◆ Document
↓↓↓

|
 |
Accreditation Standards
Assurance of Learning Standards
Approaches to Assurance of
Learning
| 1. Selection |

|
1.
Selection:
Schools may select
students into a program on the basis of knowledge or skills expected in
graduates of a degree program.
Some examples of assurance by selection might
include:
- A
school might insist that all of its MBA graduates have second-language
ability. Rather than
providing second-language training, the school might admit only students
who can demonstrate second-language ability on a specified exam. Though the school does not provide this learning, they
use the exam to assure (at entrance to the program) that all of the
graduates have the specified ability.
- A
program may select students on the basis of their having achieved certain
levels of written communications skills as demonstrated in materials submitted
during the school's application process. An assessment of the required skills would be a routine part of the
admission decision process. The
school might provide skill-building opportunities for applicants who do not
register sufficiently high in the selection process, and such students would
have a later opportunity to show that they meet the school's expectations.

↑↑↑

◆ Extracted information
↓↓↓

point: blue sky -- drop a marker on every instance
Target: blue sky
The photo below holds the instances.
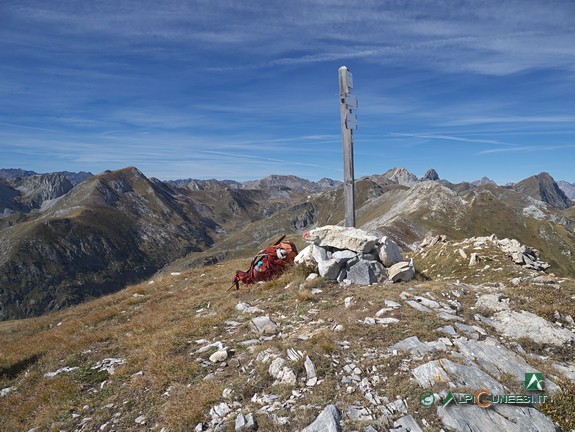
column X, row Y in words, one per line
column 243, row 89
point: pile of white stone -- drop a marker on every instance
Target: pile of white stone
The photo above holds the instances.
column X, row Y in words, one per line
column 352, row 256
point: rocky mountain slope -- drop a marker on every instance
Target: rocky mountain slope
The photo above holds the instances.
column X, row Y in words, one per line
column 567, row 188
column 119, row 226
column 112, row 229
column 542, row 187
column 24, row 194
column 16, row 173
column 180, row 352
column 282, row 185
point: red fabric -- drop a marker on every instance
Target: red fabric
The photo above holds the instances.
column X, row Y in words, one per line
column 271, row 265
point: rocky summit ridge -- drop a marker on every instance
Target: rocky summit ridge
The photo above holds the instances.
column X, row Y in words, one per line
column 180, row 352
column 62, row 245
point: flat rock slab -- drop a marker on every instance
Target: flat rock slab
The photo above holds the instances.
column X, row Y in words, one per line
column 418, row 306
column 264, row 325
column 415, row 346
column 446, row 371
column 366, row 272
column 388, row 252
column 508, row 418
column 328, row 421
column 402, row 271
column 525, row 324
column 338, row 237
column 498, row 360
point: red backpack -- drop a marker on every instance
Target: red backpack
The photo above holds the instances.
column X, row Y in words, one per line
column 268, row 263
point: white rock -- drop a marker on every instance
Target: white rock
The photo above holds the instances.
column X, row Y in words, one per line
column 388, row 252
column 309, row 368
column 402, row 271
column 59, row 371
column 343, row 256
column 338, row 237
column 305, row 257
column 219, row 356
column 264, row 325
column 328, row 421
column 5, row 391
column 220, row 411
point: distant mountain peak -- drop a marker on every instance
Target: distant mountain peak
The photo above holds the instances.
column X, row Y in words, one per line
column 401, row 176
column 543, row 188
column 431, row 174
column 567, row 188
column 483, row 181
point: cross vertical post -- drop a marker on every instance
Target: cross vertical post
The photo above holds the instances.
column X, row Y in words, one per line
column 348, row 104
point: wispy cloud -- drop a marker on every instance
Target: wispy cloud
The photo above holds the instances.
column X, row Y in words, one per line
column 528, row 149
column 455, row 138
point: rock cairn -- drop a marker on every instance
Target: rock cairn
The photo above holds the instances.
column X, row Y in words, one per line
column 352, row 256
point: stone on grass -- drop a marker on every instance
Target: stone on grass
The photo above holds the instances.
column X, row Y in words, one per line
column 305, row 257
column 219, row 356
column 246, row 423
column 343, row 256
column 388, row 252
column 409, row 423
column 366, row 272
column 402, row 271
column 338, row 237
column 282, row 373
column 328, row 421
column 264, row 325
column 310, row 370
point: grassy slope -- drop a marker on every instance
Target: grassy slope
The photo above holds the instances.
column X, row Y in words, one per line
column 155, row 326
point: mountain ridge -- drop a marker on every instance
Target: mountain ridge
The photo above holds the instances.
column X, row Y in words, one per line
column 119, row 226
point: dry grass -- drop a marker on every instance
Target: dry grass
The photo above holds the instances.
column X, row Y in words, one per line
column 155, row 326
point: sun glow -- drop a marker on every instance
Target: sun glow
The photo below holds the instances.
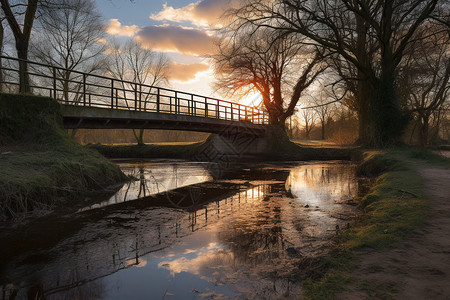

↑↑↑

◆ List of tasks
1. Extract the passage of the assurance-of-learning text from "Some examples of" to "the specified ability.".
2. List the headings that appear in the assurance-of-learning text before the numbered item "1. Selection".

◆ The solutions
1.
Some examples of assurance by selection might
include:
- A
school might insist that all of its MBA graduates have second-language
ability. Rather than
providing second-language training, the school might admit only students
who can demonstrate second-language ability on a specified exam. Though the school does not provide this learning, they
use the exam to assure (at entrance to the program) that all of the
graduates have the specified ability.

2.
- Accreditation Standards
- Assurance of Learning Standards
- Approaches to Assurance of Learning